> Alıntılanan metin:
::::

Öyle ki Dersimli CHP’li Kılıçdaroğlu, bu tartışmalar her defasında karşısına soru olarak çıktığında “o tarihte doğmamış olduğunu” ileri sürecek kadar pervasızca sözler sarf ederek acısı halen en ağır biçimde süren kıyım ve geride kalan mağdurlarla adeta alay edebilmektedir. Bu cevap bile sorumluluk ve vicdandan yoksun Kılıçdaroğlu devletinin ne kadar başarılı olduğunu göstermesi bakımından ibret vericidir.

Kılıçdaroğlu yalnız bu cevapla mı bu ibretliği bizlere gösterdi?

Elbette hayır! Kılıçdaroğlu buna benzer tutumunu çoğu kez açık açık sergilemekten hiç çekinmedi. Hatta 22 Kasım 2011’de 1937-38 Dersim soykırımı konusunda samimi olmasa da özür dileyen Erdoğan’a “devletin altına dinamit koyduğunu ve aynı Ermeni Diasporası gibi konuştuğunu” söyledi. Yalnız soykırım inkarcısı olmadığını aynı zamanda Ermeni düşmanlığını temel almış o katil devlet dilini kullandığını göstermesi belleklerimizde tazeliğini korumakta.

::::

> Sağlanan veriler:

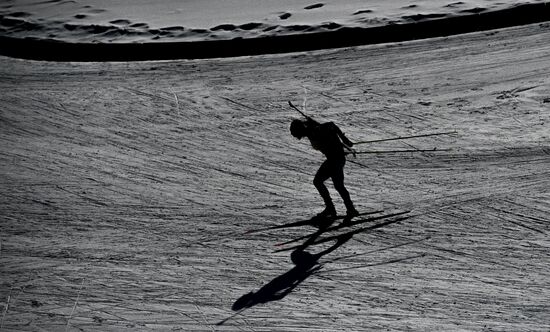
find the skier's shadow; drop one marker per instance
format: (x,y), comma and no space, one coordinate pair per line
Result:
(305,264)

::::

> Yapılacak görevler:
A) Metindeki “Elbette hayır!” diye başlayan paragrafı, ana bilgilerini koruyarak madde listesine dönüştürün.
B) Metinde “Kılıçdaroğlu yalnız bu” ile “belleklerimizde tazeliğini korumakta.” arasındaki bölümü, bu iki ifade de dahil olmak üzere, hiçbir değişiklik yapmadan yeniden yazın.

> Alıştırma çözümleri:
A)
- Kılıçdaroğlu benzer tutumunu çoğu kez açıkça sergilemekten çekinmedi.
- 22 Kasım 2011'de, 1937-38 Dersim soykırımı konusunda samimi olmasa da özür dileyen Erdoğan'a “devletin altına dinamit koyduğunu ve aynı Ermeni Diasporası gibi konuştuğunu” söyledi.
- Bu söz, onun yalnız soykırım inkârcısı olmadığını, aynı zamanda Ermeni düşmanlığını temel almış katil devlet dilini de kullandığını gösterdi.
- Bu durum belleklerde tazeliğini koruyor.

B)
Kılıçdaroğlu yalnız bu cevapla mı bu ibretliği bizlere gösterdi?

Elbette hayır! Kılıçdaroğlu buna benzer tutumunu çoğu kez açık açık sergilemekten hiç çekinmedi. Hatta 22 Kasım 2011’de 1937-38 Dersim soykırımı konusunda samimi olmasa da özür dileyen Erdoğan’a “devletin altına dinamit koyduğunu ve aynı Ermeni Diasporası gibi konuştuğunu” söyledi. Yalnız soykırım inkarcısı olmadığını aynı zamanda Ermeni düşmanlığını temel almış o katil devlet dilini kullandığını göstermesi belleklerimizde tazeliğini korumakta.